_Kutipan Halaman_
——————

Orang pertama yang mendiami kampung Boti adalah Sengantri. Beliau
merimba (membuka lahan) lalu membuat ladang dan menanam pohon-pohon kemudian
pindah ke tempat lain serta melakukan hal serupa. Beberapa barang-barang tua
peninggalan adat masih tersimpan di Rumah Pasah di kampung
Boti.[15]
Sumber kedua memberikan
informasi bahwa Dayak Jawatn berasal dari Kapuas Hulu. Dalam suatu perjalanan,
mereka tersesat karena menelusuri Sungai Menterap dan akhirnya memilih untuk
mendiami daerah aliran Sungai Menterap.[16] Panglima
yang memimpin mereka pada waktu itu adalah Manteare.[17] Maka
tidak heran kalau ada anggapan bahwa masyarakat Dayak Jawatn yang mendiami
daerah Sungai Menterap disebut Dayak Jawatn sesat (Dayak
Jawatn yang tersesat dari rombongannya).
Sumber ketiga menuturkan bahwa
Dayak Jawatn berasal dari Labe Lawe (Labai Lawai – daerah
pinggir laut yang letaknya tidak jauh dari Ibukota Tayan saat ini). Mereka bisa
masuk sungai Menterap dan menetap di beberapa kampung awal karena tersesat dari
rombongan. Rombongan mereka dipimpin Singa Pati Bangi. Kalau merujuk pada
tulisan Tomi (2014), Singa Pati Bangi adalah salah satu panglima Dama Bulan
dari kerajaan Sangkra di daerah Thailand. Mereka masuk ke Kalimantan yang waktu
itu bernama Tanjung Negara untuk mencari perlindungan di kerajaan Tanjung
Negara karena dikejar-kejar pasukan Dama Bintang, kakak kandungnya. Dalam
perjalanannya mencari kerajaan di Tanjung Negara, mereka menyusuri sungai
kapuas. Tetapi rombongan yang dipimpin Singa Pati Bangi terhalang arus sungai
yang kencang sehingga rombongannya tertinggal lalu masuk ke sungai Sekadau dan sungai Menterap.
Pedang yang digunakan Singa Pati Bangi untuk memotong batang adau bernama
pedang Sengkilang Patah Tiga yang masih tersimpan di Rumah Pasah.

——————

_Data Mentah_
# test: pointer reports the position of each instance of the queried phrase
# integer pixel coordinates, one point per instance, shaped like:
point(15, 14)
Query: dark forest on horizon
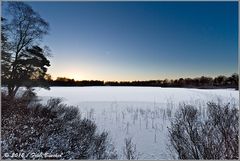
point(198, 82)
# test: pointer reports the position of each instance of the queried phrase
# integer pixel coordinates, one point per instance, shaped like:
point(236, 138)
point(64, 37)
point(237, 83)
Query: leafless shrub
point(54, 128)
point(129, 149)
point(216, 137)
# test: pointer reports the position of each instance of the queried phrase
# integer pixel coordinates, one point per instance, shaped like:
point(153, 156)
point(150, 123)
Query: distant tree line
point(199, 82)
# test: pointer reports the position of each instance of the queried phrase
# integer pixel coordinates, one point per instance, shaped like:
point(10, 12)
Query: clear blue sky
point(141, 40)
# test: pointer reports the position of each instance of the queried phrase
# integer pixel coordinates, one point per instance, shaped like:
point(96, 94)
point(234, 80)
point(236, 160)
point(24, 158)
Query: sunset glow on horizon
point(128, 41)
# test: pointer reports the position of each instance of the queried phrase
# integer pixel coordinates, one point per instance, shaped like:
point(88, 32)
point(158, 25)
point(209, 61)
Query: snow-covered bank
point(142, 113)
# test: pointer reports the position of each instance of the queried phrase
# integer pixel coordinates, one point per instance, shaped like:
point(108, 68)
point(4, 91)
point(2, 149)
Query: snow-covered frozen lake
point(142, 113)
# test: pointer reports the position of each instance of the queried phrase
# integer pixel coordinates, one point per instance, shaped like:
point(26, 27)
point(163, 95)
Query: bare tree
point(24, 31)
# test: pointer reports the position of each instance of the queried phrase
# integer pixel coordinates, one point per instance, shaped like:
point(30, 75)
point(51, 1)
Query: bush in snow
point(52, 131)
point(129, 149)
point(214, 137)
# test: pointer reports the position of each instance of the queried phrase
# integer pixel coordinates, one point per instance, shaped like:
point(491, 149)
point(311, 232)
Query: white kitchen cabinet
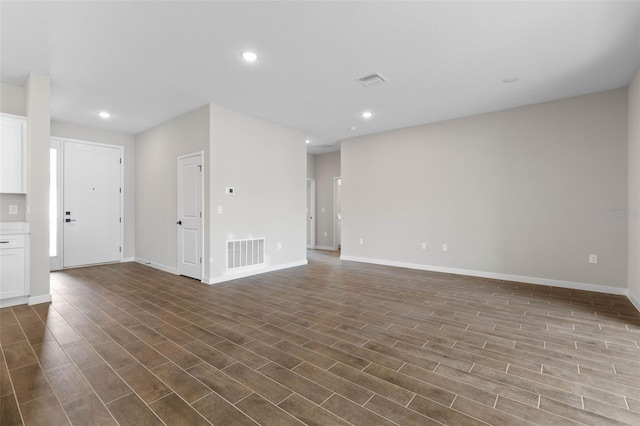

——————

_Tugas_
a. Ketik ulang bagian teks tentang asal-usul Dayak Jawatn, mulai dari "Sumber ketiga menuturkan" sampai dengan "dan sungai Menterap.".
b. Teruskan teks tentang asal-usul Dayak Jawatn dari kalimat terakhir yang tercantum.

_Jawaban Latihan_
a.
Sumber ketiga menuturkan bahwa
Dayak Jawatn berasal dari Labe Lawe (Labai Lawai – daerah
pinggir laut yang letaknya tidak jauh dari Ibukota Tayan saat ini). Mereka bisa
masuk sungai Menterap dan menetap di beberapa kampung awal karena tersesat dari
rombongan. Rombongan mereka dipimpin Singa Pati Bangi. Kalau merujuk pada
tulisan Tomi (2014), Singa Pati Bangi adalah salah satu panglima Dama Bulan
dari kerajaan Sangkra di daerah Thailand. Mereka masuk ke Kalimantan yang waktu
itu bernama Tanjung Negara untuk mencari perlindungan di kerajaan Tanjung
Negara karena dikejar-kejar pasukan Dama Bintang, kakak kandungnya. Dalam
perjalanannya mencari kerajaan di Tanjung Negara, mereka menyusuri sungai
kapuas. Tetapi rombongan yang dipimpin Singa Pati Bangi terhalang arus sungai
yang kencang sehingga rombongannya tertinggal lalu masuk ke sungai Sekadau dan sungai Menterap.

b.
Sumber keempat memberikan
informasi bahwa Dayak Jawatn masuk dalam rumpun Dayak Pantai.[18] Kelompok
ini bermukim di daerah aliran sungai Kapuas, Sekadau, Benawas, Kerabat dan
Menterap.[19] Dari
keempat sumber yang didapat perlu ada studi lebih lanjut untuk mendapatkan
informasi yang lengkap mengenai Dayak Jawatn. Memang ini adalah tugas bersama
sebagai generasi muda Dayak Jawatn. Generasi mudanya perlu menggali sejarah
asal usul dan kekayaan budaya sebagai identitas diri agar tidak hilang dimakan
oleh zaman.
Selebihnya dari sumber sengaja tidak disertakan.